### [Problem description]
Output every line exactly as written. Leave out pictures.

### [Provided information]
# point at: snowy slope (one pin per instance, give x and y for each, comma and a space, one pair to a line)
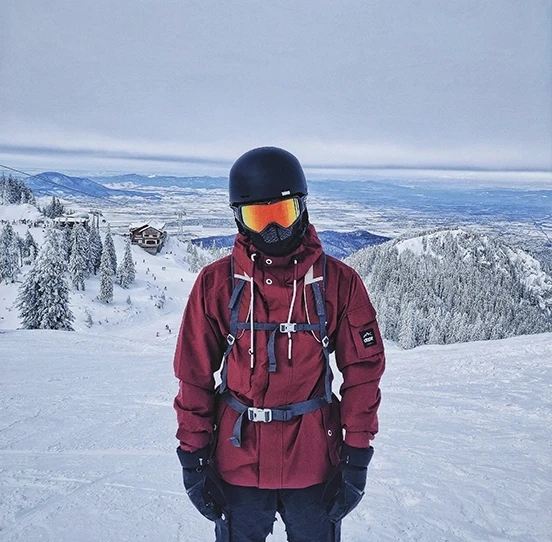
87, 445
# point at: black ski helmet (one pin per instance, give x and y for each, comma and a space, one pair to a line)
266, 173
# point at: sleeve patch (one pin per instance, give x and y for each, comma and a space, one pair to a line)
368, 337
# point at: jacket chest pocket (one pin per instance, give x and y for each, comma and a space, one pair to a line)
365, 332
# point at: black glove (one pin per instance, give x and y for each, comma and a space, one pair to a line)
351, 481
202, 485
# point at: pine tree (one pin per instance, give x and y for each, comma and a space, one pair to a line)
54, 209
96, 248
80, 241
109, 247
43, 299
31, 248
126, 273
9, 254
106, 277
77, 266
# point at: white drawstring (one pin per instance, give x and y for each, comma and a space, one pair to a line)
252, 344
291, 308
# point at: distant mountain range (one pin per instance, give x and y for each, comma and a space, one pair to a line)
132, 180
58, 184
338, 244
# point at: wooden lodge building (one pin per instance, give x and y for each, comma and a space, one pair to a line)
149, 235
72, 220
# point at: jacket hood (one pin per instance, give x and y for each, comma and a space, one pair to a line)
306, 254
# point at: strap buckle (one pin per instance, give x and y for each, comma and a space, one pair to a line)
259, 414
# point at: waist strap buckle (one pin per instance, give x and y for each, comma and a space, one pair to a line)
259, 414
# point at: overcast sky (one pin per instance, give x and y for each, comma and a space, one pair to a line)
187, 86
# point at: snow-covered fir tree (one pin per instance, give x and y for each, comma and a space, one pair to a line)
80, 241
126, 273
106, 276
77, 266
54, 209
9, 254
454, 286
96, 248
14, 191
43, 299
30, 249
109, 247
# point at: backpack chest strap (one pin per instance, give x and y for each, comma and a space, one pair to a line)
267, 415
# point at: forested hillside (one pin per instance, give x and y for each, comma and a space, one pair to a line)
454, 286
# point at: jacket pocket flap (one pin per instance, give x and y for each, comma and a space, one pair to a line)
362, 315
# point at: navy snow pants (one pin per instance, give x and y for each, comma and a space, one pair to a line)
251, 512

### [The completed task]
# point at: snowy slope (one pin per instance, give x and y for each, comma and a space, one pair to a line)
87, 445
# point at: black ski helmet (one pin per instance, give x and y for each, comma and a space, one pair to a line)
266, 173
# point at: sleeve patch (one pin per instance, give x and y for each, comma and a space, one pair to a line)
368, 337
# point at: jacket chest pocket (one pin per instance, give x and y for each, comma and a space, one pair to a line)
365, 332
# point at: black glove (one pin per instance, give x and y for each, comma and a space, one pair to a line)
351, 481
202, 485
# point at: pine tree (one pin per instance, give x and y for each, comma and a space, one pair to a line)
54, 209
96, 248
80, 241
109, 247
43, 299
31, 248
126, 273
9, 254
106, 277
77, 266
# point at: white drawstring (one pin per instance, give x and y for each, comma and a space, one pair to a line)
252, 344
291, 308
# point at: distant mountain range (one pin per instance, give x and y for each, comma and a space, one pair to a line)
132, 180
58, 184
338, 244
# point at: wooden lodge building (one pin per instance, give x and y for each, comma and a space, one pair to a line)
149, 235
72, 220
# point at: jacket hood (one pin per instance, give x and y for each, comma and a space, one pair to a line)
306, 254
# point at: strap buckle (one pin per instance, give x and y for each, comma and a space, one pair to a line)
259, 414
# point at: waist strap buckle (one pin per instance, give x and y for each, comma and a space, one pair to a line)
259, 414
# point at: overcast sky (one pin per instance, give x and y for each, comma and a space, one pair to a line)
187, 86
# point at: snow-covered fir tree (one pin per instance, give x and y for each, comma and a space, one pair to a line)
80, 241
126, 273
106, 276
77, 266
54, 209
9, 254
454, 286
96, 248
14, 191
43, 299
30, 249
109, 247
# point at: backpack chest strap (one pin per instance, give x and y for each, comma and a space, one pair to a line)
267, 415
# point at: forested hillside (one pin per instance, give x and y for each, comma and a space, one pair to a line)
454, 286
# point at: jacket pocket flap (one pin per instance, give x and y for each, comma and a space, one pair to a line)
362, 315
# point at: navy snow pants (one pin per instance, give x and y for each, comma and a space, one pair to a line)
251, 512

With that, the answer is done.